** Opening Records for this task block **
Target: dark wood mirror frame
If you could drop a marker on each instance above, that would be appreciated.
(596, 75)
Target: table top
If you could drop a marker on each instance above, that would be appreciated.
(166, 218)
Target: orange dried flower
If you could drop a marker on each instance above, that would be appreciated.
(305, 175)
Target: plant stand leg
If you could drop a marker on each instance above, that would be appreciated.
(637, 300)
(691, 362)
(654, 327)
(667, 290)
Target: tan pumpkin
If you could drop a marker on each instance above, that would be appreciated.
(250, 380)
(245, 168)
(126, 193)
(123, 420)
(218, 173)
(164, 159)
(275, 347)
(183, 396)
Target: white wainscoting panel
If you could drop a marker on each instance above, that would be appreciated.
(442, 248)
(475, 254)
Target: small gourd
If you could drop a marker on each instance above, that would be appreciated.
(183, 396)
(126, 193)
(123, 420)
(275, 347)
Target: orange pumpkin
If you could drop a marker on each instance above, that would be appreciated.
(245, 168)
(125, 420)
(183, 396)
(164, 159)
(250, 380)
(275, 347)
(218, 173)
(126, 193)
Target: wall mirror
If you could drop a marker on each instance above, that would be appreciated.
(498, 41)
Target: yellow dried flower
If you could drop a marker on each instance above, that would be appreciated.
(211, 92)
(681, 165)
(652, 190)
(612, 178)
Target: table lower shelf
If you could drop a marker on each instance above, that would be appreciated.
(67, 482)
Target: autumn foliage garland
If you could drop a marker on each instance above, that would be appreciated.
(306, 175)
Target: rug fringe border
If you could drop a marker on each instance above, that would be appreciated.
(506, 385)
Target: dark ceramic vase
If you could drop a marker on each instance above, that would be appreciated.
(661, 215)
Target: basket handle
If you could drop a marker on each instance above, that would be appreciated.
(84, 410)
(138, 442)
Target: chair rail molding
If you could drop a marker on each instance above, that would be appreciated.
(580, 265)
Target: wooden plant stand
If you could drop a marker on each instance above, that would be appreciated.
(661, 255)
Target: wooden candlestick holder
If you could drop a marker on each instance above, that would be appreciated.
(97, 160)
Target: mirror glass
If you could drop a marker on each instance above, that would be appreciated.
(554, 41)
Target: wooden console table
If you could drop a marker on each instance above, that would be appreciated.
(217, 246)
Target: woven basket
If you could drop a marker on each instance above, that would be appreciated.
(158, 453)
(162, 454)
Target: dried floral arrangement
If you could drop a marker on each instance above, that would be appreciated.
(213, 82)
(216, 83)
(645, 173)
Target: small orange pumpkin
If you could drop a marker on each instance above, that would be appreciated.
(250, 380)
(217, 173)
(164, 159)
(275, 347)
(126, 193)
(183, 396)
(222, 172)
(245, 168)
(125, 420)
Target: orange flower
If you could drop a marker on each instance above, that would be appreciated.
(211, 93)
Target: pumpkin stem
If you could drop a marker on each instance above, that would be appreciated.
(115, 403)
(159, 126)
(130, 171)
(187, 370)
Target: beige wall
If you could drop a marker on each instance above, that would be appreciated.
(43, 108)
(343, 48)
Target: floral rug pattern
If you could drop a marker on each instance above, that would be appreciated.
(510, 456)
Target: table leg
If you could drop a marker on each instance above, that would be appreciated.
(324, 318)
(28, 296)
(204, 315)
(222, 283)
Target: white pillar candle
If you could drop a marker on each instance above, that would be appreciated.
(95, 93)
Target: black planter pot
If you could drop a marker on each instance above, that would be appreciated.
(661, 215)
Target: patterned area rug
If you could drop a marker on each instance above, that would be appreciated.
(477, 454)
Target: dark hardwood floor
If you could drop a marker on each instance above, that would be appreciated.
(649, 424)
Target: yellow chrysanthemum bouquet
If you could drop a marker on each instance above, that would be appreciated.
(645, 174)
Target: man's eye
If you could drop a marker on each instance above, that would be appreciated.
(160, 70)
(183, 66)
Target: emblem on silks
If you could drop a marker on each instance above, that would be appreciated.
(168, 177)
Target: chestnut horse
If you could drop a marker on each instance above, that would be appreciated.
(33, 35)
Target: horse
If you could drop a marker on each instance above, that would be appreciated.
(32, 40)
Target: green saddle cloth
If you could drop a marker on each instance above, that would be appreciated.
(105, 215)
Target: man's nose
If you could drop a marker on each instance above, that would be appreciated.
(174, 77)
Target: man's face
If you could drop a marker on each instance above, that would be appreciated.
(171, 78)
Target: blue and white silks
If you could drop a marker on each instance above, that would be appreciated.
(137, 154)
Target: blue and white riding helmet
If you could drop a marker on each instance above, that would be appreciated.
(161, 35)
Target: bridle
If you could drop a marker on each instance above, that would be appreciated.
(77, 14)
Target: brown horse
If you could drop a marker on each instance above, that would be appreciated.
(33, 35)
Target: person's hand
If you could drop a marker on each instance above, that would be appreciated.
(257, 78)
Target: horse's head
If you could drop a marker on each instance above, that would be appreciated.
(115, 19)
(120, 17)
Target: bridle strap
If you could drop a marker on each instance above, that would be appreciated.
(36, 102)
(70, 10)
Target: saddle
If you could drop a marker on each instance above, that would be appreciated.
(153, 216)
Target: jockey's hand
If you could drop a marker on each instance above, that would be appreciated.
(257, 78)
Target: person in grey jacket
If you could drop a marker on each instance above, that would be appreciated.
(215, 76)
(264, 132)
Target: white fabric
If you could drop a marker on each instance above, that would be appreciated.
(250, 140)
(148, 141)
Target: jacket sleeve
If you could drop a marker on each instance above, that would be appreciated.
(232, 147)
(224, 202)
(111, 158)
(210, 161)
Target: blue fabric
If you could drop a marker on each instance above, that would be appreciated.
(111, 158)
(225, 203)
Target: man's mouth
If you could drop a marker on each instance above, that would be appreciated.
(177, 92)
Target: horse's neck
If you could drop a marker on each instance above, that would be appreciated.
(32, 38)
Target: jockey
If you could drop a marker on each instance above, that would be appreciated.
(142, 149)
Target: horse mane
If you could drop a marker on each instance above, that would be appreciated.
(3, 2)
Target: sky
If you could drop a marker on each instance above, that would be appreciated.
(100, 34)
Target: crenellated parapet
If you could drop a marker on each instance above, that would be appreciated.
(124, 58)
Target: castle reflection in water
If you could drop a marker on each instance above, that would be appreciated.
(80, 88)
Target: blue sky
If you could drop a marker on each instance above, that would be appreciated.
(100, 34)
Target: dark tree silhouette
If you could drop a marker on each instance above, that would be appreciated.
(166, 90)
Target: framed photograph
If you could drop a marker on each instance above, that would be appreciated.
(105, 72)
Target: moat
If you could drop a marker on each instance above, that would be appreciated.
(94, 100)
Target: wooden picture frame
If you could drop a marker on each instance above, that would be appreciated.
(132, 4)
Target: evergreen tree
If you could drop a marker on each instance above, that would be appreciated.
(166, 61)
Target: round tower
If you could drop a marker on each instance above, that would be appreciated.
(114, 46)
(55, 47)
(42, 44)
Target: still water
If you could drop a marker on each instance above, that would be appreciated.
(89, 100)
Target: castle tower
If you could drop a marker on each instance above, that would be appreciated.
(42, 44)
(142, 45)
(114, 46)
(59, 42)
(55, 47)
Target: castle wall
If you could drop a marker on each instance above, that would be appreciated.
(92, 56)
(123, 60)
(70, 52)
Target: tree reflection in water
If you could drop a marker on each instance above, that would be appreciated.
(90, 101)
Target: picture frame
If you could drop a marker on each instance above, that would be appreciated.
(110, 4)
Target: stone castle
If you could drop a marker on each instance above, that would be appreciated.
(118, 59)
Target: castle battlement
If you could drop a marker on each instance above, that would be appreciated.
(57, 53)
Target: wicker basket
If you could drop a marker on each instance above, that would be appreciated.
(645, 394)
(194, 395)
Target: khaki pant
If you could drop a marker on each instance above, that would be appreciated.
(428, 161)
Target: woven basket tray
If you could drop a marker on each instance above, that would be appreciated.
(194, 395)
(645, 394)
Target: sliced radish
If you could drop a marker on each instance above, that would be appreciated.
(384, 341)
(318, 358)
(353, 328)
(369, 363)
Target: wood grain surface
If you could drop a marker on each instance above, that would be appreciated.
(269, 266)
** Closing Records for this task block **
■ Exercise directions: Transcribe, please, every line from the first line of the listing above through the line with "Target: wooden candlestick holder". Keep both ends and nothing else.

■ Problem solution:
Target: dark wood mirror frame
If you could drop a marker on each instance above, that would be appreciated.
(596, 75)
Target: table top
If you could drop a marker on each instance above, that would be appreciated.
(166, 218)
Target: orange dried flower
If you could drop a marker on each instance above, that would be appreciated.
(305, 175)
Target: plant stand leg
If you could drop a marker on each instance above, that would be appreciated.
(637, 300)
(691, 362)
(654, 327)
(667, 290)
Target: tan pumpkin
If you could drop a marker on each instance above, that would be appreciated.
(250, 380)
(245, 168)
(126, 193)
(123, 420)
(218, 173)
(164, 159)
(275, 347)
(183, 396)
Target: white wainscoting panel
If you could drop a marker on each instance above, that would be appreciated.
(442, 248)
(475, 254)
Target: small gourd
If you could drop a marker on each instance above, that would be appreciated.
(183, 396)
(126, 193)
(123, 420)
(275, 347)
Target: orange pumpkin
If you could drop a marker on each instance above, that would be appreciated.
(245, 168)
(125, 420)
(183, 396)
(164, 159)
(250, 380)
(275, 347)
(218, 173)
(126, 193)
Target: wall mirror
If you could drop a marker on each instance above, that would be appreciated.
(498, 41)
Target: yellow dried flower
If you could drop a marker on each instance above, that would be appreciated.
(211, 92)
(681, 165)
(652, 190)
(612, 178)
Target: table lower shelf
If you could drop a marker on each instance above, that would be appreciated.
(67, 482)
Target: autumn foliage garland
If you could drop a marker on each instance above, that would be appreciated.
(306, 175)
Target: rug fringe border
If you could drop a marker on each instance above, that would be appreciated.
(506, 385)
Target: dark ceramic vase
If you could drop a marker on each instance above, that would be appreciated.
(661, 215)
Target: basket handle
If you could drop a marker on each instance above, that would be appreciated.
(84, 410)
(138, 442)
Target: chair rail molding
If you could drop a marker on each instance above, that would be appreciated.
(580, 265)
Target: wooden plant stand
If you could drop a marker on each instance above, that would be appreciated.
(661, 255)
Target: wooden candlestick holder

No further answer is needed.